(Source data)
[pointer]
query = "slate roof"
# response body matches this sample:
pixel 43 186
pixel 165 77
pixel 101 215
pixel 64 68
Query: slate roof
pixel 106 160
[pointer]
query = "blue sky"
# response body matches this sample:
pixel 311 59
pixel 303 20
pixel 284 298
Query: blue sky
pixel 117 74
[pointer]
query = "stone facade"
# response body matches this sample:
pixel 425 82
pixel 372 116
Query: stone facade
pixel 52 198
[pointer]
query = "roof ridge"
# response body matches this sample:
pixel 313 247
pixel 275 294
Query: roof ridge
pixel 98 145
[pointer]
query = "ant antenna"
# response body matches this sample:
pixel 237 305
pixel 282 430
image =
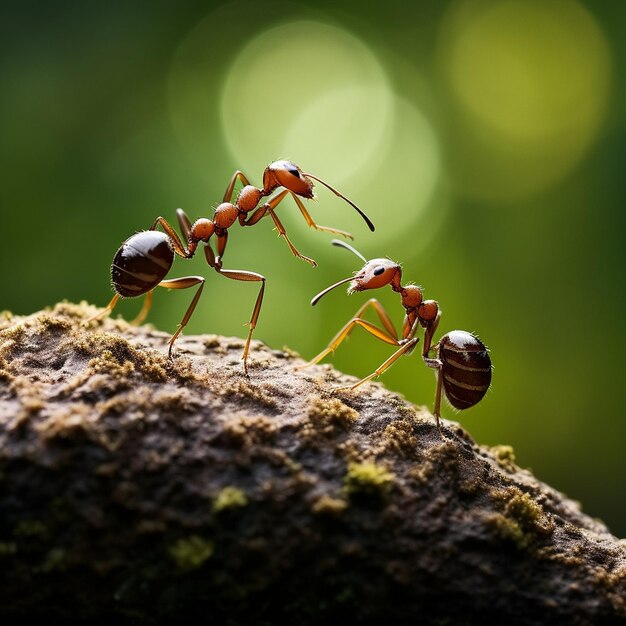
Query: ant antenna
pixel 347 246
pixel 323 293
pixel 337 193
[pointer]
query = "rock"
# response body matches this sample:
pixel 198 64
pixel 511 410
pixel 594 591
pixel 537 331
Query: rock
pixel 140 490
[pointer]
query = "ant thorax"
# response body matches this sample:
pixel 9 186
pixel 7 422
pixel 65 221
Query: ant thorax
pixel 411 297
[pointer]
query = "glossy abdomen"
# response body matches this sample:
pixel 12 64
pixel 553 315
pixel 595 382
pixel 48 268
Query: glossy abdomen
pixel 466 368
pixel 141 263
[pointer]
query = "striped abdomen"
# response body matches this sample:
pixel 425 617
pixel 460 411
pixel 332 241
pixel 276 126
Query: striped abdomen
pixel 141 263
pixel 466 368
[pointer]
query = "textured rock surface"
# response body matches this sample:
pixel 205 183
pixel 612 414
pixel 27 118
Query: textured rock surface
pixel 135 490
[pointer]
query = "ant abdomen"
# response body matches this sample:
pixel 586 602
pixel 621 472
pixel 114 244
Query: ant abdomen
pixel 465 368
pixel 141 263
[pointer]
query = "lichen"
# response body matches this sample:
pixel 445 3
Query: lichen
pixel 326 414
pixel 367 478
pixel 505 457
pixel 522 520
pixel 189 553
pixel 230 498
pixel 246 430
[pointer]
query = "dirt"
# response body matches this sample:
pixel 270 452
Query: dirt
pixel 142 490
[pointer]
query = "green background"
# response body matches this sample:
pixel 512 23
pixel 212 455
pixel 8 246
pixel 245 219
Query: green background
pixel 485 140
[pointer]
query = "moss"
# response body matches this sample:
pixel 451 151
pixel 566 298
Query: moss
pixel 328 413
pixel 505 456
pixel 522 520
pixel 191 552
pixel 367 478
pixel 56 560
pixel 229 498
pixel 244 390
pixel 400 436
pixel 327 505
pixel 107 363
pixel 246 430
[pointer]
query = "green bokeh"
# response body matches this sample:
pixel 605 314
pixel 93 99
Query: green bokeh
pixel 498 185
(End Source data)
What to work on — The records above are to be repeated exactly, apart from their pictures.

Output for this exercise —
[pointer]
query = "slate roof"
# response body matches this sample:
pixel 43 186
pixel 165 77
pixel 101 215
pixel 64 68
Query: slate roof
pixel 106 160
[pointer]
query = "blue sky"
# response body matches this sample:
pixel 311 59
pixel 303 20
pixel 284 298
Query: blue sky
pixel 117 74
[pointer]
query = "stone facade"
# response body matches this sample:
pixel 425 82
pixel 372 116
Query: stone facade
pixel 52 198
[pointer]
query = "roof ridge"
# response body matches this sample:
pixel 313 247
pixel 275 294
Query: roof ridge
pixel 98 145
[pointer]
query = "ant antenna"
# response body matches this sample:
pixel 237 305
pixel 282 430
image =
Query: ant antenna
pixel 347 246
pixel 323 293
pixel 337 193
[pointer]
query = "rock"
# response body matches this sample:
pixel 198 64
pixel 511 410
pixel 594 591
pixel 537 331
Query: rock
pixel 140 490
[pointer]
query = "ant thorax"
# response body matches this sample:
pixel 9 186
pixel 7 422
pixel 65 221
Query: ant thorax
pixel 411 297
[pointer]
query = "glossy abdomen"
# response body matches this sample:
pixel 12 64
pixel 553 315
pixel 595 382
pixel 48 268
Query: glossy abdomen
pixel 466 368
pixel 141 263
[pointer]
query = "striped abdomen"
# response body matches this sample:
pixel 425 617
pixel 460 411
pixel 332 241
pixel 276 126
Query: striped abdomen
pixel 141 263
pixel 466 368
[pointer]
query = "textured rock surface"
# response body matches this sample:
pixel 205 183
pixel 612 414
pixel 27 118
Query: textured rock surface
pixel 135 490
[pointer]
query = "ant abdomen"
# response body matches this sample:
pixel 586 602
pixel 621 472
pixel 114 244
Query: ant abdomen
pixel 465 368
pixel 141 263
[pointer]
query = "lichen"
# response body matches this sample:
pixel 445 3
Query: lichen
pixel 326 414
pixel 367 478
pixel 505 457
pixel 522 520
pixel 189 553
pixel 230 498
pixel 246 430
[pointer]
query = "dirt"
# response body matches this sample:
pixel 270 452
Query: dirt
pixel 142 490
[pointer]
query = "green background"
# response body matches this sample:
pixel 512 23
pixel 212 455
pixel 8 246
pixel 245 219
Query: green background
pixel 485 140
[pointer]
query = "moss"
# response body matches this sample:
pixel 451 151
pixel 566 298
Query: moss
pixel 328 413
pixel 505 456
pixel 522 520
pixel 191 552
pixel 367 478
pixel 56 560
pixel 229 498
pixel 244 390
pixel 400 436
pixel 327 505
pixel 107 363
pixel 246 430
[pointer]
query = "green bokeh"
# response body matches this sample:
pixel 605 314
pixel 93 99
Query: green bokeh
pixel 498 185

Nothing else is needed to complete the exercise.